WHAT IS NEEDED — Extract the records below word for word and ignore the images.

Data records
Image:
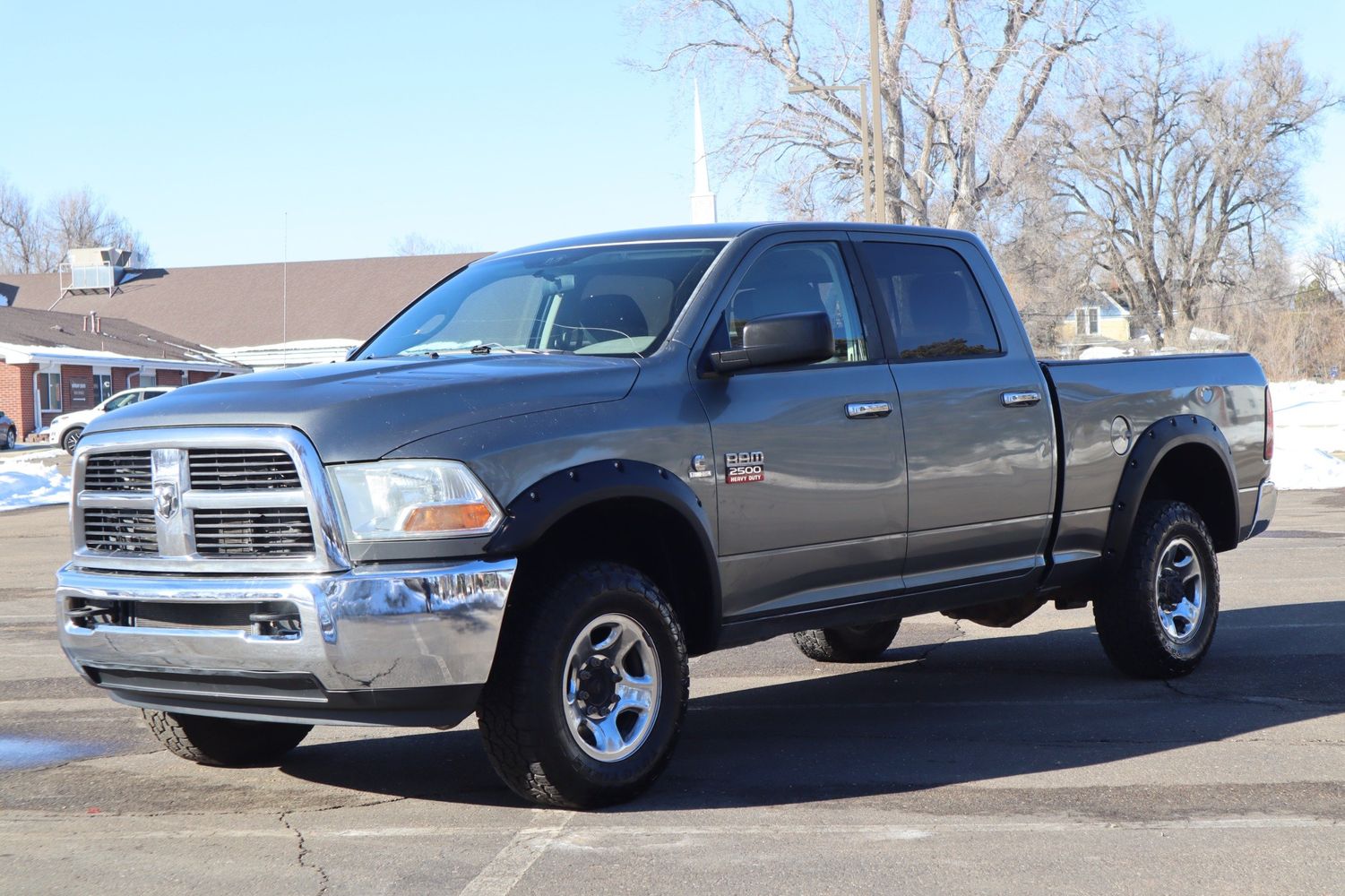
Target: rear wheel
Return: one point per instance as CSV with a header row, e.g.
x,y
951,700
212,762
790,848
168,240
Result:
x,y
848,643
72,439
588,691
1157,620
222,742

PROBLEM SOLUTION —
Image:
Target: rear wheel
Return: one point per instance as CSV with a header row, e.g.
x,y
951,700
212,762
790,848
168,240
Result:
x,y
848,643
72,439
588,691
1157,620
222,742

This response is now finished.